[Records from a data source]
--

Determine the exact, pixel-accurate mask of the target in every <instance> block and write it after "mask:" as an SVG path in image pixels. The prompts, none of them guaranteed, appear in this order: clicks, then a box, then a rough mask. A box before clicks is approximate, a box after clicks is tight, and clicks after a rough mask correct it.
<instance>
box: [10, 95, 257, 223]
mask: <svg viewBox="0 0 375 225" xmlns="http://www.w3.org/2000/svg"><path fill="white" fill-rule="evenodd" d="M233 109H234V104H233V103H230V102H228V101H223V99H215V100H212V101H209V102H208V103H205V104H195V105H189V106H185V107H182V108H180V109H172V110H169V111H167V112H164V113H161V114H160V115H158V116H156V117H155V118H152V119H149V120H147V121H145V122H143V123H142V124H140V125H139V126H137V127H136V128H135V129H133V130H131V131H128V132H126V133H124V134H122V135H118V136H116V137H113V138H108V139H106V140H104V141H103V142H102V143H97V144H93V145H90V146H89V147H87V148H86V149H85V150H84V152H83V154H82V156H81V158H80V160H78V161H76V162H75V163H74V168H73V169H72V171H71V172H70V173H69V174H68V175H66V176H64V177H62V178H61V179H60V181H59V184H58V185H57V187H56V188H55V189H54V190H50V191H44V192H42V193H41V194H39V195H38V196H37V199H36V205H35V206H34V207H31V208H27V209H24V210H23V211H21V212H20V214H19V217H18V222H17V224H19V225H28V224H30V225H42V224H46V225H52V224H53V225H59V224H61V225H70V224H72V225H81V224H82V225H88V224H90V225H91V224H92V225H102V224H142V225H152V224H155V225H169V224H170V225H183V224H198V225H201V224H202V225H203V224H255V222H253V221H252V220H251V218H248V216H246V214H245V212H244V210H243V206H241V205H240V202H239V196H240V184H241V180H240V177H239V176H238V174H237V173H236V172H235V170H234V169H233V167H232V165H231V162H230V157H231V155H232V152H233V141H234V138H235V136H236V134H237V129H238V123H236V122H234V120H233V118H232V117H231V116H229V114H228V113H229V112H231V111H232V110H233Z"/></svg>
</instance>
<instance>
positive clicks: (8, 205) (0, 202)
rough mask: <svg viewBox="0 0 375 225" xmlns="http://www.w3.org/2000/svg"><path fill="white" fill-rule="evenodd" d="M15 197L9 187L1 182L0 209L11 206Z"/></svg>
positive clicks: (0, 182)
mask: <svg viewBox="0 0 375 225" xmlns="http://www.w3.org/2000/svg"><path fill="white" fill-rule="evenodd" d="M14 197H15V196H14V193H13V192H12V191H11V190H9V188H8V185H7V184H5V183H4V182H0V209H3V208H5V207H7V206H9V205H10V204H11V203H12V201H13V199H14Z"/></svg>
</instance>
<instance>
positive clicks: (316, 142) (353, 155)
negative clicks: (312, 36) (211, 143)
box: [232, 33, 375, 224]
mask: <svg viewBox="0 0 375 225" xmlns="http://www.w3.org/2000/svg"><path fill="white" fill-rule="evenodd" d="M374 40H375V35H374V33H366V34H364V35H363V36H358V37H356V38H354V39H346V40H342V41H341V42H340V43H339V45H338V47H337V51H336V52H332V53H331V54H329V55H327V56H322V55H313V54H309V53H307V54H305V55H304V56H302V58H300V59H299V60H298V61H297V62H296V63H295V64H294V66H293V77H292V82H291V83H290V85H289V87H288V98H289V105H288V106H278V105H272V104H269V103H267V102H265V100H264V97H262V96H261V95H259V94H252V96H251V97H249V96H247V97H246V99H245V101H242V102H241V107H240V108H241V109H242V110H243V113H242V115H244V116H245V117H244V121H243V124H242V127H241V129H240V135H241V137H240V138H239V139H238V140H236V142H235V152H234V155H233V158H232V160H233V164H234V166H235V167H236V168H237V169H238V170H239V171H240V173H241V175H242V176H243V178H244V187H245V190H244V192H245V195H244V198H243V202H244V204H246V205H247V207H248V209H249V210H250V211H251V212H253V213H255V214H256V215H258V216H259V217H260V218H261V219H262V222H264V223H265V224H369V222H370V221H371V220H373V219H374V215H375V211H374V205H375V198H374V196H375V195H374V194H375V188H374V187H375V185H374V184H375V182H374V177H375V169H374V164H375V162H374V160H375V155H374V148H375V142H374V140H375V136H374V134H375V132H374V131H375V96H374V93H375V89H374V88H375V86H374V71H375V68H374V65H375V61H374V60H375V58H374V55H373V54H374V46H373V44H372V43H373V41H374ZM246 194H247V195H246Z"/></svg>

--

◆ Instructions for the task: Look above for the line with "box: [10, 95, 257, 223]" and the line with "positive clicks: (8, 205) (0, 202)". Retype those two lines and every line between them exactly, adding nothing.

◆ Written answer:
box: [10, 95, 257, 223]
mask: <svg viewBox="0 0 375 225" xmlns="http://www.w3.org/2000/svg"><path fill="white" fill-rule="evenodd" d="M233 109H234V104H233V103H230V102H228V101H223V99H215V100H212V101H209V102H208V103H205V104H195V105H189V106H185V107H182V108H180V109H172V110H169V111H167V112H164V113H161V114H160V115H158V116H156V117H155V118H152V119H149V120H147V121H145V122H143V123H142V124H140V125H139V126H137V127H136V128H135V129H133V130H131V131H128V132H126V133H124V134H122V135H118V136H116V137H113V138H108V139H106V140H104V141H103V142H102V143H97V144H93V145H90V146H89V147H87V148H86V149H85V150H84V152H83V154H82V156H81V158H80V160H78V161H76V162H75V163H74V168H73V169H72V171H71V172H70V173H69V174H68V175H66V176H64V177H62V178H61V179H60V181H59V184H58V185H57V187H56V188H55V189H54V190H50V191H44V192H42V193H41V194H39V195H38V196H37V199H36V205H35V206H34V207H31V208H27V209H24V210H23V211H21V212H20V214H19V217H18V222H17V224H19V225H28V224H30V225H42V224H46V225H52V224H53V225H59V224H61V225H70V224H72V225H81V224H82V225H88V224H90V225H91V224H92V225H102V224H142V225H152V224H155V225H169V224H170V225H183V224H198V225H201V224H202V225H203V224H255V222H253V221H252V220H251V218H248V216H246V214H245V212H244V210H243V206H241V205H240V202H239V196H240V184H241V180H240V177H239V176H238V174H237V173H236V172H235V170H234V169H233V167H232V165H231V162H230V157H231V155H232V152H233V141H234V138H235V136H236V134H237V129H238V123H236V122H234V120H233V118H232V117H231V116H229V114H228V113H229V112H231V111H232V110H233Z"/></svg>
</instance>
<instance>
positive clicks: (8, 205) (0, 202)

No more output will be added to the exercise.